═══ EXTRACTED MATERIAL

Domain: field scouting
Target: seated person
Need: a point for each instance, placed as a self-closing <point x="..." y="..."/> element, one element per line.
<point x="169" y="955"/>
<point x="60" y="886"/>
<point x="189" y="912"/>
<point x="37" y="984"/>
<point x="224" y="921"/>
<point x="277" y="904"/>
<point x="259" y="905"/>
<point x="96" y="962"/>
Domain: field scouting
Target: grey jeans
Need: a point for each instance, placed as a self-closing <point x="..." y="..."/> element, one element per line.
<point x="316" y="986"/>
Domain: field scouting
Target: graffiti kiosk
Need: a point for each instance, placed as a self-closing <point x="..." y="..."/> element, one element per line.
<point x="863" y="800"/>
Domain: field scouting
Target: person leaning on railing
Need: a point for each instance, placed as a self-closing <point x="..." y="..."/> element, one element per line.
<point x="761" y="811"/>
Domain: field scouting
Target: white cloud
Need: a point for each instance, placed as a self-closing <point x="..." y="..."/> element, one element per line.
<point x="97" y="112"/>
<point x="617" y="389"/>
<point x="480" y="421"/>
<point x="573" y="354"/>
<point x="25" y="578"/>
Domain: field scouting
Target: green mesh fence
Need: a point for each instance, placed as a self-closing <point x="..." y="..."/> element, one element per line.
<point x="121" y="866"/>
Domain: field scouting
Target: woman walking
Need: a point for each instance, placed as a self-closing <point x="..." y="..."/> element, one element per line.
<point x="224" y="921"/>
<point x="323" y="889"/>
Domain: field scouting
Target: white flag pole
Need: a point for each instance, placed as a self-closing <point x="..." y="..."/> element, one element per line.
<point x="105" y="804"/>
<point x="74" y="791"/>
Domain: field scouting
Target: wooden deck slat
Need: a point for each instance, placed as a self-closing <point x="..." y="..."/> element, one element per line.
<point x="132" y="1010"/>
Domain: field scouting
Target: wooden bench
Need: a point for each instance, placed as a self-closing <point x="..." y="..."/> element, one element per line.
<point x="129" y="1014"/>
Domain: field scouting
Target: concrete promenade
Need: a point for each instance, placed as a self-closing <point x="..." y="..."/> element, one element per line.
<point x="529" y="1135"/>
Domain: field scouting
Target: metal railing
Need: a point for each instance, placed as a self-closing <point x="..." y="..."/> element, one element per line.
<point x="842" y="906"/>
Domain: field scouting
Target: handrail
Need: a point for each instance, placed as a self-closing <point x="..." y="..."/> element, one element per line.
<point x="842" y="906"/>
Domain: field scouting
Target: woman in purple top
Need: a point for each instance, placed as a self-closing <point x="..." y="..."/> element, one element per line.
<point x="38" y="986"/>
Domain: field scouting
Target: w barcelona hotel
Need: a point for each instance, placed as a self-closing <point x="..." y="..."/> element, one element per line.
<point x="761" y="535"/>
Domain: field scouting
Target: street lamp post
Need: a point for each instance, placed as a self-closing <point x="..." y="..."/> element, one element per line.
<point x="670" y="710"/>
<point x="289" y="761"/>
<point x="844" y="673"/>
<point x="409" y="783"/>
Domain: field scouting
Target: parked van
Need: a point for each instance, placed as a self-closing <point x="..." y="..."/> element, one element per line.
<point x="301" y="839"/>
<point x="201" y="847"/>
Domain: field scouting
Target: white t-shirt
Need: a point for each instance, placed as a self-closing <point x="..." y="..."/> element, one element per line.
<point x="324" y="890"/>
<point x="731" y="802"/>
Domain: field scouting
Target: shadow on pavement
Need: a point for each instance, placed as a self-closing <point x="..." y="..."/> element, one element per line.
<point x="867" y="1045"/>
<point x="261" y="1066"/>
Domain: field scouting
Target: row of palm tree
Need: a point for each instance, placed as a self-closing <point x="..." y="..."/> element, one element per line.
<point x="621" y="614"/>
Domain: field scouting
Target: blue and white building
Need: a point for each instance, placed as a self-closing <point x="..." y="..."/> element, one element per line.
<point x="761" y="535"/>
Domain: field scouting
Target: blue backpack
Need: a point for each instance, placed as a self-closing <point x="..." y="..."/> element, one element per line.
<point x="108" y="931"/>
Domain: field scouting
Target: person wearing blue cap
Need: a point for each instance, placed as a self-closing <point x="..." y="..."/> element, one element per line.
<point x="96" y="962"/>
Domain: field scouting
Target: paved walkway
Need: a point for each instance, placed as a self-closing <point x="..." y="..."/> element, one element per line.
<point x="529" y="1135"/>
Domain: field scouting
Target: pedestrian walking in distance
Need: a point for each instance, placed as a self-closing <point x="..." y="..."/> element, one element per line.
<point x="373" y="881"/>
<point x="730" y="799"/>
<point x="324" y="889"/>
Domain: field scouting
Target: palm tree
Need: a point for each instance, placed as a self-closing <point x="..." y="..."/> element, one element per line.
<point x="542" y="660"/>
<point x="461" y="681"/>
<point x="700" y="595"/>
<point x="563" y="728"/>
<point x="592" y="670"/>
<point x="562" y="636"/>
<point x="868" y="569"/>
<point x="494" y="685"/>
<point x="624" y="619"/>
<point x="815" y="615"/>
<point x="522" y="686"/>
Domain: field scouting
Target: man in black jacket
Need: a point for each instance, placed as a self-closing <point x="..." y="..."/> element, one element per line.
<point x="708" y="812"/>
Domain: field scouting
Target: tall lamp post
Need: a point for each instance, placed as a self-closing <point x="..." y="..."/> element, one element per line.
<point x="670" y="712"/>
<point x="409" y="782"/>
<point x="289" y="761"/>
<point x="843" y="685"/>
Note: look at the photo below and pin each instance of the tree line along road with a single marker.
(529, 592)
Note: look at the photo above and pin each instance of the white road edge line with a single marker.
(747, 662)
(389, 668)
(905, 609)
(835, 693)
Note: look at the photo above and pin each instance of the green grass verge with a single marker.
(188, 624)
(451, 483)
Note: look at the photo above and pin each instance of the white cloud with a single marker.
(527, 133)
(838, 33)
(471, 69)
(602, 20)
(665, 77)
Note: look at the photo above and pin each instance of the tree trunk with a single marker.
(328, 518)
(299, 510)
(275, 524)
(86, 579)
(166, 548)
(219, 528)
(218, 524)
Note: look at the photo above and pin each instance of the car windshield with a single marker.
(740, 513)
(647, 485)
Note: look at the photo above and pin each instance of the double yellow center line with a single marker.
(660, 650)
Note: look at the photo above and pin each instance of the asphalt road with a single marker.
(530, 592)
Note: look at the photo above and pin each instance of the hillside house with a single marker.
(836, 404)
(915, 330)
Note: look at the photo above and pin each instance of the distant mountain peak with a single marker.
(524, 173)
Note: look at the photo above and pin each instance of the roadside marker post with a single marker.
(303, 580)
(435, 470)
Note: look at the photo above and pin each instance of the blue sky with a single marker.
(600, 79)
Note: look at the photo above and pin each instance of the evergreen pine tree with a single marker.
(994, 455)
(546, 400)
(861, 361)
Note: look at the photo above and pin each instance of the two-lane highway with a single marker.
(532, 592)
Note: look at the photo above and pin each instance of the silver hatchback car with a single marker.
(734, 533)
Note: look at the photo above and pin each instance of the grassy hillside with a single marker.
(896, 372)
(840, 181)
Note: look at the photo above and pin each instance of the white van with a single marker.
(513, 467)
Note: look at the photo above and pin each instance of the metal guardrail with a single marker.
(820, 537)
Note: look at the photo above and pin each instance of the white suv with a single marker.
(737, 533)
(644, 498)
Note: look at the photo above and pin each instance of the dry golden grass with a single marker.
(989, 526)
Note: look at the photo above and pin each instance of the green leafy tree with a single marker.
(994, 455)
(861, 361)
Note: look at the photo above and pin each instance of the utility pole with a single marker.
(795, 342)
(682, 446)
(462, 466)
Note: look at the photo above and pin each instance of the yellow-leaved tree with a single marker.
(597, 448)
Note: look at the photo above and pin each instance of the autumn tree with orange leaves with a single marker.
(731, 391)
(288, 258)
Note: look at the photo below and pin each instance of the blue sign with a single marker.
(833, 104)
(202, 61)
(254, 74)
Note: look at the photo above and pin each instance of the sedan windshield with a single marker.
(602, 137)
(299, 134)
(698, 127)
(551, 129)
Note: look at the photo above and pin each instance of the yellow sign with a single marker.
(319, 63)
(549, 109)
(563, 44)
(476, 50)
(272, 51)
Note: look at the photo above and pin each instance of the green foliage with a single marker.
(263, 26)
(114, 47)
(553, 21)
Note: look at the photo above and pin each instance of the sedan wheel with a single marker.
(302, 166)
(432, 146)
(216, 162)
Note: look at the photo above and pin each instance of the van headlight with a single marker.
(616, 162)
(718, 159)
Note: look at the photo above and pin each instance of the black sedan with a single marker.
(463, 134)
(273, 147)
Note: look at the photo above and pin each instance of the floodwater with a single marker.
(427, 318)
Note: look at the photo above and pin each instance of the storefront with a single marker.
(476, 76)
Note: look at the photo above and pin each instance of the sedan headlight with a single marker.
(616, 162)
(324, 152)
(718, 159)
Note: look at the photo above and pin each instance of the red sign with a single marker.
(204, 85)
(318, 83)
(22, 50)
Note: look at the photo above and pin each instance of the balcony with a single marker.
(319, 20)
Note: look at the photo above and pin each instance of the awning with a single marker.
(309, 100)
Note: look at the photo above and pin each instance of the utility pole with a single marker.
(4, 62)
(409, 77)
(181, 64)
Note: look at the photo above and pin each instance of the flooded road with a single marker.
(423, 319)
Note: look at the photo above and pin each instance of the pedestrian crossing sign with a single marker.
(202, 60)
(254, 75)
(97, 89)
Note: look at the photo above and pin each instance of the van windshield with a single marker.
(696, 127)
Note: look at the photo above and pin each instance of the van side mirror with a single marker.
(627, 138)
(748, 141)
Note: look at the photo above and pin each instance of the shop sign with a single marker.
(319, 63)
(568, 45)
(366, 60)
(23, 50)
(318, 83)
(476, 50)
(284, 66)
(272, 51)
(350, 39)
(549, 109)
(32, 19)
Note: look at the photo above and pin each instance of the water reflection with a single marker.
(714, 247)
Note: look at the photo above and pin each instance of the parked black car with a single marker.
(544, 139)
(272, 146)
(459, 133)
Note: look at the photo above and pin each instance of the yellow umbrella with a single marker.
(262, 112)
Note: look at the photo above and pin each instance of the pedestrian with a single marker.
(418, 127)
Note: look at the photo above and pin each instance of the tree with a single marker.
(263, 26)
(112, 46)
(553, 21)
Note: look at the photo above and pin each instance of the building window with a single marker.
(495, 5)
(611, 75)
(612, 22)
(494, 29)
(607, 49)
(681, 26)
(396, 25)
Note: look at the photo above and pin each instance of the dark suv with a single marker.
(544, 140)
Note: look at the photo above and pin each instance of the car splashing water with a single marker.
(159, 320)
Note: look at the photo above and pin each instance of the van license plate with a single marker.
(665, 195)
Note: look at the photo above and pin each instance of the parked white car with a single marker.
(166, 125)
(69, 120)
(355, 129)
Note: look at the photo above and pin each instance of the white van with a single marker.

══════

GIVEN REQUEST =
Set out exactly the run of lines that begins at the line holding "reflection with a single marker." and ends at the last line of the data.

SOLUTION BELOW =
Note: look at the photo above and pin each instance of the water reflection with a single marker.
(714, 247)
Note: look at the photo above and pin each instance of the parked black car with a single marker.
(544, 139)
(272, 146)
(459, 133)
Note: look at the photo above and pin each instance of the yellow umbrella with a single marker.
(262, 112)
Note: look at the photo above and pin each instance of the pedestrian with a single marker.
(418, 127)
Note: look at the photo above and pin each instance of the tree with a single marker.
(263, 26)
(112, 46)
(553, 21)
Note: look at the photo above and pin each instance of the building window with a single marker.
(495, 5)
(611, 75)
(612, 22)
(494, 29)
(607, 49)
(681, 26)
(396, 25)
Note: look at the photo above and pin each instance of the dark suv with a single marker.
(544, 140)
Note: look at the photo above and pin each instance of the car splashing water with a single marker.
(159, 320)
Note: look at the photo above and pin each instance of the van license plate with a single marker.
(665, 195)
Note: look at the photo above and pin each instance of the parked white car with a single marker.
(166, 125)
(69, 120)
(355, 129)
Note: look at the photo above and pin each instance of the white van with a single marker.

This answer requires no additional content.